- **Exercises to complete**
(1) In the pancreatic cancer imaging abstract, how accurately did BLT locate the orthotopic PDAC at depths of 3-5mm?
(2) Retype a passage of the pancreatic cancer imaging abstract, starting with "Conclusion: The quantitative" and going on through "to therapeutic intervention.".

- **Excerpted passage**
+--

Purpose: The developing radio-immunotherapy has cast radiation therapy(RT) into a pivotal role for pancreatic cancer. There is a need to study pancreatic cancer in pre-clinical setting to advance our understanding of RT. The challenge to study abdominal malignancy in vivo is lack of proper imaging guidance. Bioluminescence with its strong imaging contrast has been widely used to monitor tumor growth. We innovated bioluminescence tomography(BLT) to guide irradiation for orthotopic pancreatic ductal adenocarcinoma(PDAC), and monitor its growth and treatment response.
Methods: To establish orthotopic PDAC model, we implanted a fraction of BxPc3-Red-Fluc tumor into nude mouse pancreas. For BLT, mice were subject to multi-spectral multi-projection bioluminescence imaging(BLI), followed by small animal radiation research platform(SARRP) CBCT imaging. CBCT image was acquired to generate anatomical mesh for BLT reconstruction. We inserted a titanium wire to tumor center as a marker to validate BLT localization accuracy. We will also quantify the accuracy of BLT-reconstructed volume with MRI and ex vivo method. Volumetric bioluminescent power(BP), related to tumor viability, will also be assessed in comparing with surface BLI and ex vivo method, to determine if it is a proper metric for tumor monitoring and assessment. We will further irradiate orthotopic PDAC guided by BLT and demonstrate the application of BLT to longitudinally assess the change of PDAC volume/power in response to treatment.
Results: Our initial result shows BLT can retrieve the orthotopic PDAC location within 1.5mm accuracy at depth from 3-5mm, common depth observed in pancreatic study. The BP is observed linearly by 12-fold along with the tumor growth 4 weeks after tumor implanted. With BLT, we can reconstruct the 3D bioluminescent tumor volume using multiple-projection imaging.
Conclusion: The quantitative BLT system offers unique opportunities for researchers to study important pancreatic tumor in orthotopic setting to quantify its location, growth and response to therapeutic intervention.
Funding Support, Disclosures, and Conflict of Interest: The research was supported by National Institutes of Health/National Cancer Institute (R21CA223403, R37CA230341, and R01CA240811), and Cancer Prevention and Research Institute of Texas (RR200042). J. Wong receives royalty payment from a licensing agreement between Xstrahl Ltd. and Johns Hopkins University.

+--

- **Extracted entries**

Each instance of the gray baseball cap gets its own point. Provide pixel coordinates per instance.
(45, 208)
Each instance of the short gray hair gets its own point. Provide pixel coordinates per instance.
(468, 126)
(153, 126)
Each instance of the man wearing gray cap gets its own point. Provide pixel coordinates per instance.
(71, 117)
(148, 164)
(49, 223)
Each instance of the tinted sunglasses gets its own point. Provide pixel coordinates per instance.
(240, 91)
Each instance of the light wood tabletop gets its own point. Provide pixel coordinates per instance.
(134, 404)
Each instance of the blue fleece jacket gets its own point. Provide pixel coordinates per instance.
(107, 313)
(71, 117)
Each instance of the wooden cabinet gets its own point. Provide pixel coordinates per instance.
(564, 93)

+--

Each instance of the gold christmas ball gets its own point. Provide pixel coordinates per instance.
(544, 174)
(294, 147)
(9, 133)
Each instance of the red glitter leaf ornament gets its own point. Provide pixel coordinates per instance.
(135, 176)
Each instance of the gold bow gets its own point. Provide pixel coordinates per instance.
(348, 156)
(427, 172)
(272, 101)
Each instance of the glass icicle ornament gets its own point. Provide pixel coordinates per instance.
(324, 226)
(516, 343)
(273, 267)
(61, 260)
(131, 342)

+--

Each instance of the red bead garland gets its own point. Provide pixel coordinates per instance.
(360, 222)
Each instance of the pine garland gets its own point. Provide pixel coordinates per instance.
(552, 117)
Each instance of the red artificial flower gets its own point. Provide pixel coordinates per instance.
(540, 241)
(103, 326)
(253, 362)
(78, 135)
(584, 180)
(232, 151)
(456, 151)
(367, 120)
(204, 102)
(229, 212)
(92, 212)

+--

- **Answer list**
(1) Within 1.5mm.

(2)
Conclusion: The quantitative BLT system offers unique opportunities for researchers to study important pancreatic tumor in orthotopic setting to quantify its location, growth and response to therapeutic intervention.